# Selected passage
Javad bey Rza bey oghlu Malik-Yeganov (جواد بگ رضا بگ اوغلی ملک ییگانوف, Cavad bəy Rza bəy oğlu Məlik-Yeqanov) (1878, Tuğ – 1942, Karelia) was an Azerbaijani politician and Governor-General of Lankaran during Azerbaijan's independence in 1918–1920.

==Early life==
Malik-Yeganov was born in the village of Tugh, situated in what is now Khojavend Rayon of Azerbaijan, to the Malik-Yeganov family. After being homeschooled, he arrived in Baku in 1903 to work in the oil fields. He joined the Muslim Social Democratic Party and within several years became known as an outspeaking socialist among Baku's oil workers. He was ordered imprisoned for one year in 1909 and temporarily refused the right to stay in Baku. Upon his release he returned to his native Tugh to continue his education and established contact with prominent scholars of neighbouring Shusha, one of the largest cultural centres of the Caucasus. He returned to Baku in 1914 and was hired as a clerk at the Shibayev and Co. oil company. That same year he joined the Musavat Party and enrolled in an undergraduate technical school. During that period he acquired several languages in addition to those he had already known. By the time of Azerbaijan's independence in 1918 besides his native Azeri Malik-Yeganov was fluent in Russian, German, Persian, Armenian, and Georgian.

Referring expression pointing data
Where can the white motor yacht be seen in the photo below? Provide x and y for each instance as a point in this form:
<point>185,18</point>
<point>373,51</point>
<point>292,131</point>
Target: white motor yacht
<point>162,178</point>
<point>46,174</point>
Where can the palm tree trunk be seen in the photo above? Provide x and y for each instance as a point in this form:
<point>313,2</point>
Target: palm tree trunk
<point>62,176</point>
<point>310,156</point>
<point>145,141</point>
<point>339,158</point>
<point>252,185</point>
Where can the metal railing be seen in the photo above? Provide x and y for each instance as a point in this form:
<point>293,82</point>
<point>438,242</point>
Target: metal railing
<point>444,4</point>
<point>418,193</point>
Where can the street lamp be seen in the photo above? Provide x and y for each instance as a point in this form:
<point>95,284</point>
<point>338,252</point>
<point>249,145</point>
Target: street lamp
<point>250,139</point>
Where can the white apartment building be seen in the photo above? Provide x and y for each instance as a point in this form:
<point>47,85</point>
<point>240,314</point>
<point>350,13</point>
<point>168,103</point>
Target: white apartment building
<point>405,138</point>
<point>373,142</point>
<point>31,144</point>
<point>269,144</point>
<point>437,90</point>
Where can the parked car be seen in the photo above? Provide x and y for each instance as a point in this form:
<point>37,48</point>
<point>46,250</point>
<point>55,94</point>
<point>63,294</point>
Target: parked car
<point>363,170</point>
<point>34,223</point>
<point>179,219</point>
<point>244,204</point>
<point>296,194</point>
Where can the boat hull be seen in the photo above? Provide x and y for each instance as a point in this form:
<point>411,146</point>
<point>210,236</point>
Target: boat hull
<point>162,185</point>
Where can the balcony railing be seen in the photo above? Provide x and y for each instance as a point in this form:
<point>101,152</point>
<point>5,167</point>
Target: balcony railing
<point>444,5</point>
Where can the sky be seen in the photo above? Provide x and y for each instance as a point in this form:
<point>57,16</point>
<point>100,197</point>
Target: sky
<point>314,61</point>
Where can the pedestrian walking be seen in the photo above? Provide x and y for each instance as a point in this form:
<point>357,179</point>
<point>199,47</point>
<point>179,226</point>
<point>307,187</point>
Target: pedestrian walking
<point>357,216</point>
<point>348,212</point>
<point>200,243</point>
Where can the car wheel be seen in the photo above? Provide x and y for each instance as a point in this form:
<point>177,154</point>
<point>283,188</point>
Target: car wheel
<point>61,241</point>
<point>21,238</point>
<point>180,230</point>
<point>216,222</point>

# Task 1
Copy the passage on Malik-Yeganov starting at "Javad bey Rza" and ending at "independence in 1918–1920.", switching "politician" to "statesman".
# Task 2
According to the passage on Malik-Yeganov, in what year did he first arrive in Baku to work in the oil fields?
# Task 3
List every language the passage on Malik-Yeganov says he was fluent in by 1918.

# Reply 1
Javad bey Rza bey oghlu Malik-Yeganov (جواد بگ رضا بگ اوغلی ملک ییگانوف, Cavad bəy Rza bəy oğlu Məlik-Yeqanov) (1878, Tuğ – 1942, Karelia) was an Azerbaijani statesman and Governor-General of Lankaran during Azerbaijan's independence in 1918–1920.

# Reply 2
1903

# Reply 3
Azeri, Russian, German, Persian, Armenian, Georgian